Document text section start

Friday, November 02, 2012

The Complaint Department

It's all I can't stands, I can't stands no more! - Popeye
I'm sure you've encountered the whining.  Whether it's on Facebook or in person, some variant of, "Why should I have to press '1' for English when I make a phone call?"  Of all the things to get on my last nerve, it's this.  The answer is simple: Because not everyone speaks English.  Businesses get more business when they accommodate as many people as possible.  There are millions of Americans for whom English is not even a third language.  Since you don't have to listen to menus or instructions in any other language, press "1" and shut the hell up.

The same goes for people I hear complaining about laws requiring election ballots in Spanish.  Or signage in Spanish.  Or anything in Spanish.  Last time I checked, the United States didn't have an official language.  If you don't read Spanish, you don't need to pick up a ballot in Spanish or do anything in Spanish.  Having our public institutions function to serve the millions of Americans who are far more comfortable using Spanish than English is a good thing; it demonstrates that we can be a bit more broad-minded than the "If English was good enough for Jesus, it's good enough for me!" crowd.

Sure, English is the de facto  language for getting along in the United States.  That doesn't mean either that it should be or always will be.  And there's nothing wrong with that.  Of all the things wrong with our country, moving toward including non-English speakers more fully in our common life doesn't even come close to being on the list.

In the tradition of complaining about complainers, and with the holidays rushing toward us, may I just put in a word to every single person who bitches about people saying "Happy Holidays"?



I worked for Walmart for five years, until just about a year ago, in fact.  I was never instructed how to speak to customers during the holidays.  I never saw a memo.  No manager came to me and told me what to say and what not to say.  Yet, from just before Thanksgiving until after the first of the year, I always said, "Happy Holidays" to customers.  Because I'm polite.  Looking at someone, I have no idea if they celebrate any of the holidays, let alone which ones they might celebrate while others they pass over in silence.  For some reason, being rude, insisting others accept our demand they have a merry Christmas, even if they don't celebrate it, somehow makes us more Christian or something?  Really?  Because, see, I always figured being polite, not pushy, respecting other people were all things that we should do.  You want me to wish you a merry Christmas, well, for crying out loud, "Happy Holidays!" kind of includes that, last time I checked the English language.  If some folks say, "Merry Christmas!" that's OK, too.  It just isn't anything to get upset about.

Document text section end
Provided records section start

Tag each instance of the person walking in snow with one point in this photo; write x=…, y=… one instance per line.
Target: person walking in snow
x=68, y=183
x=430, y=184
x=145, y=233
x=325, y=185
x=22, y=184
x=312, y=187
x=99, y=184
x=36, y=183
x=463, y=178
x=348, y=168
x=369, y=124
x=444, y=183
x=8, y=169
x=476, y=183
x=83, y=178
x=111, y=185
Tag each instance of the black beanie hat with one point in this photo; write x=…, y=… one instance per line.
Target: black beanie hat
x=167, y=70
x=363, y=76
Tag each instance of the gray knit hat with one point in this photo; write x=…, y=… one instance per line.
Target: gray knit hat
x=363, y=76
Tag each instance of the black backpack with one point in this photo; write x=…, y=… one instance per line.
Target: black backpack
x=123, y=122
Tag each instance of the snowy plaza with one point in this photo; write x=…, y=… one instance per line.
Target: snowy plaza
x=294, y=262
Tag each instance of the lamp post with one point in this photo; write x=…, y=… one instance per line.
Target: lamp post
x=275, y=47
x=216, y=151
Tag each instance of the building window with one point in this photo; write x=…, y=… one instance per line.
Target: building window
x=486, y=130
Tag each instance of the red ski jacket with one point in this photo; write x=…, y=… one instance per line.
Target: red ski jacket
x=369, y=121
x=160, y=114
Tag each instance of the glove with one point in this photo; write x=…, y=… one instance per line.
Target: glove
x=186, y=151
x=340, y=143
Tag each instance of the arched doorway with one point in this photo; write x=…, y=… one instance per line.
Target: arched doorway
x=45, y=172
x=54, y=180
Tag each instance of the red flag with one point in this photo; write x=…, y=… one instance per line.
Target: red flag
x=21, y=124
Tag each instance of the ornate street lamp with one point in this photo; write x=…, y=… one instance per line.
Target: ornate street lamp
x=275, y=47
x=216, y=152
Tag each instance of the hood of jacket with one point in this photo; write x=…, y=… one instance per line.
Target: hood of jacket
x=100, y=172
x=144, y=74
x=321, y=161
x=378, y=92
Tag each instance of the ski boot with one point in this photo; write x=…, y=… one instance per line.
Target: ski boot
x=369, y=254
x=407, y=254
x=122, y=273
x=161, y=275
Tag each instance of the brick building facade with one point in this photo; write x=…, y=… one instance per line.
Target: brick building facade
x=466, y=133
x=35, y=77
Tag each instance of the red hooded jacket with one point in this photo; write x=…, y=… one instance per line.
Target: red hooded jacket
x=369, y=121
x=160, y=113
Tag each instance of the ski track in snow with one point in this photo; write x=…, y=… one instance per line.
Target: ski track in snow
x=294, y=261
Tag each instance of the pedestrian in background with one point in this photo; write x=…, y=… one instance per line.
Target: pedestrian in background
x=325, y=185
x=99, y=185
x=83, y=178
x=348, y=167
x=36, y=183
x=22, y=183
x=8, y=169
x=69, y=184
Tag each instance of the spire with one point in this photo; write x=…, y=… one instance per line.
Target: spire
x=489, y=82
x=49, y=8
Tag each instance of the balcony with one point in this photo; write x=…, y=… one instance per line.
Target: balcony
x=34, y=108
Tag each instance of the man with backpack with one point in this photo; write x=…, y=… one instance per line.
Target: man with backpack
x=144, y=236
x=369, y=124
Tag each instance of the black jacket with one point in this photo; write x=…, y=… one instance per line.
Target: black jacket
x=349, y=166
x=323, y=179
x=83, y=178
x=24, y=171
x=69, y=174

Provided records section end

▸ **Your goal**
In the post about complaints, list each thing the writer says never happened while working at Walmart.

▸ **Output for this task**
- The writer was never instructed how to speak to customers during the holidays.
- The writer never saw a memo.
- No manager came and said what to say and what not to say.